• **EXTRAIT DU DOCUMENT**
((
Comédie de Molière, mise en scène de Luc Bondy, avec Gilles Cohen, Lorella Cravotta, Léna Dangréaux, Victoire Du Bois, Françoise Fabian, Jean-Marie Frin, Laurent Grévill, Clotilde Hesme, Yannik Landrein, Micha Lescot, Yasmine Nadifi, Fred Ulysse et Pierre Yvon.
Si les "Molière" existaient encore, la version de "Tartuffe" de Luc Bondy aurait sans doute raflé les statuettes pour le très beau décor de Richard Peduzzi, la lumière de Dominique Bruguère, les costumes d'Eva Dessecker et même les maquillages et les coiffures de Cécile Kretschmar qui contribuent à donner leur étrangeté à l'Elmire longiligne de Clotilde Hesme, à la Madame Pernelle paralytique de Françoise Fabian et au Tartuffe "grand Duduche" à barbichette de Micha Lescot.
Car c'est dans un écrin brillant comme le carrelage en damier noir et blanc de la grande salle à manger où se déroule l'action de la pièce de Molière que va se nouer le drame entre Orgon, sa famille et ce "pauvre homme" de Tartuffe.
))
• **DONNÉES EXTRAITES**
((
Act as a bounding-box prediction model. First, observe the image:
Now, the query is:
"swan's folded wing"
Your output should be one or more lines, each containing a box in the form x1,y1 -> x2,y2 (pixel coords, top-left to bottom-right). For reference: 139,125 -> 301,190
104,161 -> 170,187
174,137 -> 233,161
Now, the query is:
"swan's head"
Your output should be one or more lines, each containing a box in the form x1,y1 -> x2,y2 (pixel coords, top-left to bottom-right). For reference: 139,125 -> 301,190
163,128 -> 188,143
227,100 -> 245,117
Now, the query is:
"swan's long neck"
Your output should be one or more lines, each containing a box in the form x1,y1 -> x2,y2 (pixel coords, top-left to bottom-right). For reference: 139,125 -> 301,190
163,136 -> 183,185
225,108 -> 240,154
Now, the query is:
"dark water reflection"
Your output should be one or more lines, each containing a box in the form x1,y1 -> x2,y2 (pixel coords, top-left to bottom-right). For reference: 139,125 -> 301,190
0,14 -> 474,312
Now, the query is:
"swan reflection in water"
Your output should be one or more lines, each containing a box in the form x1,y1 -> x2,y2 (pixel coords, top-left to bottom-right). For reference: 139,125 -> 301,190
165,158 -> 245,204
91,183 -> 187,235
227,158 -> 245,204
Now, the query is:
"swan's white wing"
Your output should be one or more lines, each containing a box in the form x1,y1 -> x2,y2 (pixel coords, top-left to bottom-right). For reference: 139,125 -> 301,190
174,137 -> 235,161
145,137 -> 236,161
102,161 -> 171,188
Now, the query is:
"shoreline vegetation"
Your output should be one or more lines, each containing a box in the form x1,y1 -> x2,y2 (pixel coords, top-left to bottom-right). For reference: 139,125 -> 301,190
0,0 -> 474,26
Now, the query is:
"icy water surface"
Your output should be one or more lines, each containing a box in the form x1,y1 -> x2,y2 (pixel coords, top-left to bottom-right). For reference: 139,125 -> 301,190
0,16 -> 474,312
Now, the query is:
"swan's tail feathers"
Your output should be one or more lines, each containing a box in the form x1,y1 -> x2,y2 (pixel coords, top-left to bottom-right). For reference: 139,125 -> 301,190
))
• **CONSIGNES**
[a] Recopiez fidèlement le passage de la critique du Tartuffe monté par Luc Bondy, en commençant à "Comédie de Molière, mise" et en terminant à "de Micha Lescot.".
[b] Rédigez la suite de la critique du Tartuffe monté par Luc Bondy, à partir de sa dernière phrase.
Les données ci-dessus n'ont aucun rapport avec l'extrait.

• **RÉPONSES ATTENDUES**
[a]
Comédie de Molière, mise en scène de Luc Bondy, avec Gilles Cohen, Lorella Cravotta, Léna Dangréaux, Victoire Du Bois, Françoise Fabian, Jean-Marie Frin, Laurent Grévill, Clotilde Hesme, Yannik Landrein, Micha Lescot, Yasmine Nadifi, Fred Ulysse et Pierre Yvon.
Si les "Molière" existaient encore, la version de "Tartuffe" de Luc Bondy aurait sans doute raflé les statuettes pour le très beau décor de Richard Peduzzi, la lumière de Dominique Bruguère, les costumes d'Eva Dessecker et même les maquillages et les coiffures de Cécile Kretschmar qui contribuent à donner leur étrangeté à l'Elmire longiligne de Clotilde Hesme, à la Madame Pernelle paralytique de Françoise Fabian et au Tartuffe "grand Duduche" à barbichette de Micha Lescot.

[b]
Ce décor unique néo-années 1920-1930, dans lequel vont se déployer des personnages typés comme dans un "Cluedo" ou un "Murder Case" imaginé par Agatha Christie, pourrait être celui de "La Règle du jeu" de Jean Renoir.
Et l'analogie paraît possible puisque Luc Bondy ne s'intéresse qu'à la mécanique des personnages et délaisse totalement la "comédie des dévots". Ici, Micha Lescot, Tartuffe aérien, presque lunaire, est plus un pique-assiette qu'un hypocrite. Quant à Orgon, campé par Gilles Cohen, il a plus à voir avec "L'écornifleur" de Jules Renard qu'à une victime du parti religieux.
Dans un temps où les "veilleurs", ces catholiques refusant le "mariage homosexuel" viennent prier les soirs de représentation sur le parvis du Théâtre de l'Odéon, on se demande si Luc Bondy n'a pas voulu créer un "Tartuffe apaisé". À l'inverse de versions passées où le rôle-titre pouvait être stigmatisé comme un intégriste, celle de Luc Bondy pourrait être qualifiée d' "a-religieuse".
Dès lors, certaines scènes perdent un peu de leur saveur sulfureuse et, par moments, on a l'impression que le metteur en scène se débarrasse des "passages obligés". Ainsi, habillée en noir et bien peu décolletée, Dorine n'a pas vraiment un sein à cacher à la vue de Tartuffe. Pareillement, même si Tartuffe a l'audace d'enlever la petite culotte d'Elmire, Orgon caché sous une table enrobée d'un drap guère transparent, est bien loin de l'action pour découvrir la duplicité de son ami concupiscent...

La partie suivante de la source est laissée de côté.